Python Regex Capturing Multiple Matches in separate observations

I am trying to create variables location; contract items; contract code; federal aid using regex on the following text:
PAGE 1
BID OPENING DATE 07/25/18 FROM 0.2 MILES WEST OF ICE HOUSE 07/26/18 CONTRACT NUMBER 03-2F1304 ROAD TO 0.015 MILES WEST OF CONTRACT CODE 'A '
LOCATION 03-ED-50-39.5/48.7 DIVISION HIGHWAY ROAD 44 CONTRACT ITEMS
INSTALL SANDTRAPS AND PULLOUTS FEDERAL AID ACNH-P050-(146)E
PAGE 1
BID OPENING DATE 07/25/18 IN EL DORADO COUNTY AT VARIOUS 07/26/18 CONTRACT NUMBER 03-2H6804 LOCATIONS ALONG ROUTES 49 AND 193 CONTRACT CODE 'C ' LOCATION 03-ED-0999-VAR 13 CONTRACT ITEMS
TREE REMOVAL FEDERAL AID NONE
PAGE 1
BID OPENING DATE 07/25/18 IN LOS ANGELES, INGLEWOOD AND 07/26/18 CONTRACT NUMBER 07-296304 CULVER CITY, FROM I-105 TO PORT CONTRACT CODE 'B '
LOCATION 07-LA-405-R21.5/26.3 ROAD UNDERCROSSING 55 CONTRACT ITEMS
ROADWAY SAFETY IMPROVEMENT FEDERAL AID ACIM-405-3(056)E
This text is from one word file; I'll be looping my code on multiple doc files. In the text above are three location; contract items; contract code; federal aid pairs. But when I use regex to create variables, only the first instance of each pair is included.
The code I have right now is:
# imports
import os
import pandas as pd
import re
import docx2txt
import textract
import antiword
all_bod = []
all_cn = []
all_location = []
all_fedaid = []
all_contractcode = []
all_contractitems = []
all_file = []
text = ' PAGE 1
BID OPENING DATE 07/25/18 FROM 0.2 MILES WEST OF ICE HOUSE 07/26/18 CONTRACT NUMBER 03-2F1304 ROAD TO 0.015 MILES WEST OF CONTRACT CODE 'A '
LOCATION 03-ED-50-39.5/48.7 DIVISION HIGHWAY ROAD 44 CONTRACT ITEMS
INSTALL SANDTRAPS AND PULLOUTS FEDERAL AID ACNH-P050-(146)E
PAGE 1
BID OPENING DATE 07/25/18 IN EL DORADO COUNTY AT VARIOUS 07/26/18 CONTRACT NUMBER 03-2H6804 LOCATIONS ALONG ROUTES 49 AND 193 CONTRACT CODE 'C ' LOCATION 03-ED-0999-VAR 13 CONTRACT ITEMS
TREE REMOVAL FEDERAL AID NONE
PAGE 1
BID OPENING DATE 07/25/18 IN LOS ANGELES, INGLEWOOD AND 07/26/18 CONTRACT NUMBER 07-296304 CULVER CITY, FROM I-105 TO PORT CONTRACT CODE 'B '
LOCATION 07-LA-405-R21.5/26.3 ROAD UNDERCROSSING 55 CONTRACT ITEMS
ROADWAY SAFETY IMPROVEMENT FEDERAL AID ACIM-405-3(056)E'
bod1 = re.search('BID OPENING DATE \s+ (\d+\/\d+\/\d+)', text)
bod2 = re.search('BID OPENING DATE\n\n(\d+\/\d+\/\d+)', text)

## Data supplied:
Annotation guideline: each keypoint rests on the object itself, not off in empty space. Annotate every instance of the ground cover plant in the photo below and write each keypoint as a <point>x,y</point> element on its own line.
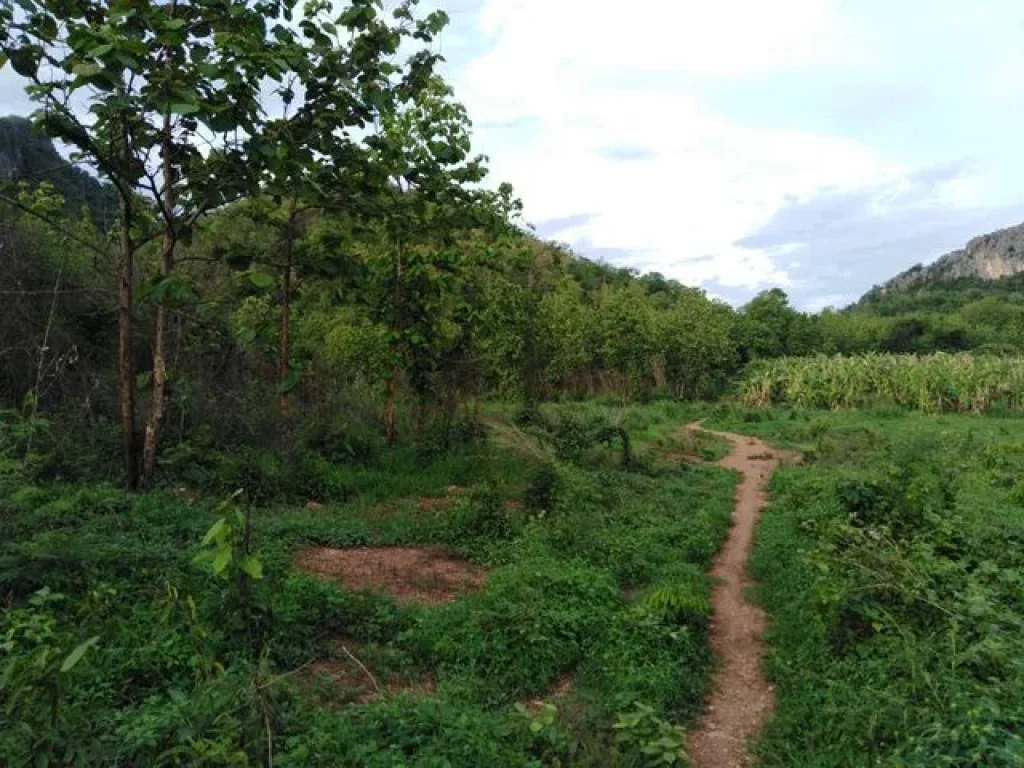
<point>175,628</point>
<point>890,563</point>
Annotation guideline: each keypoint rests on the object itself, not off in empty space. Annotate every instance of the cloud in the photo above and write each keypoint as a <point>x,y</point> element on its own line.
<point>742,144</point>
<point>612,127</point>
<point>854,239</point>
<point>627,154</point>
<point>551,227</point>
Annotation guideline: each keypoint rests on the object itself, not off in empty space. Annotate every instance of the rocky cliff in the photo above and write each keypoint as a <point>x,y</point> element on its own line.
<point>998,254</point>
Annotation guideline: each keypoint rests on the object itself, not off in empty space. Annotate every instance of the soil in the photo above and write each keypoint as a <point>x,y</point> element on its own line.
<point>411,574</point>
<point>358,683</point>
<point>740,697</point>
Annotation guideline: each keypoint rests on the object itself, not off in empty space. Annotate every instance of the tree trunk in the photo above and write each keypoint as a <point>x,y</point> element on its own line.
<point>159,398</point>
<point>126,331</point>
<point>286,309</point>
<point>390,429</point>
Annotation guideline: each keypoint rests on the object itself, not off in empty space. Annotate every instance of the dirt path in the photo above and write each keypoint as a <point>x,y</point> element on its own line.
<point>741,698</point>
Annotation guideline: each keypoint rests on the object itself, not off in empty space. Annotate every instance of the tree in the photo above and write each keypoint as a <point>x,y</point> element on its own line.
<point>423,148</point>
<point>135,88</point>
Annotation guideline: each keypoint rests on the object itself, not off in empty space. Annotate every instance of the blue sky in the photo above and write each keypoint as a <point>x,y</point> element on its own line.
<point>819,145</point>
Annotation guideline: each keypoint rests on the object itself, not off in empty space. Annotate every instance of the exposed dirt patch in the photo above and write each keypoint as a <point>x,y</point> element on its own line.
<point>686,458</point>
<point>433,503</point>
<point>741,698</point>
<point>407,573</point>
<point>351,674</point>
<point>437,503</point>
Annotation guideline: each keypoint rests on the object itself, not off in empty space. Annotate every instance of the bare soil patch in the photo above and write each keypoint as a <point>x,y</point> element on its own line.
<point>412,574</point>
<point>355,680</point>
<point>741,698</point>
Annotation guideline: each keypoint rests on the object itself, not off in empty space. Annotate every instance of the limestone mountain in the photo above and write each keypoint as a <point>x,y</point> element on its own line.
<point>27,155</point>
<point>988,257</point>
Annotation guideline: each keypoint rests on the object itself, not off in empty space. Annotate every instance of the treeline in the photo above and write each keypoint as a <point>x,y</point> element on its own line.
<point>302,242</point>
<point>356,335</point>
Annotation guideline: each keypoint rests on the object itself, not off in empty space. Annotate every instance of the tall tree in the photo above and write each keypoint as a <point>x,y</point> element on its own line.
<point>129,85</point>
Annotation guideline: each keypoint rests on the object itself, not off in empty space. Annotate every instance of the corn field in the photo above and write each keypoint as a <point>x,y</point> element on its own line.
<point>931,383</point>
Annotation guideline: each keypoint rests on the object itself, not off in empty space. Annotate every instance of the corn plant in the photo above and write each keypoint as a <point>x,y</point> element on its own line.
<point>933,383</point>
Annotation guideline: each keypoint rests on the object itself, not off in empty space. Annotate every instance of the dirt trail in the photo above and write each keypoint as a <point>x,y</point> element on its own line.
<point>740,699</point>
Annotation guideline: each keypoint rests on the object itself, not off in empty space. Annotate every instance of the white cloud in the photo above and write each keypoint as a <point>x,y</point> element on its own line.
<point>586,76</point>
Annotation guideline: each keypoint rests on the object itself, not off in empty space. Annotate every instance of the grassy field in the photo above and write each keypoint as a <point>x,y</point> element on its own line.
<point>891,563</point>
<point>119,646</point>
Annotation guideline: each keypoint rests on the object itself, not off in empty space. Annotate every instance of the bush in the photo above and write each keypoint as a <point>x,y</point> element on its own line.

## Exercise objective:
List every module imported in the code of the regex forum post. Nothing in the data is needed here.

## Complete response:
os, pandas (as pd), re, docx2txt, textract, antiword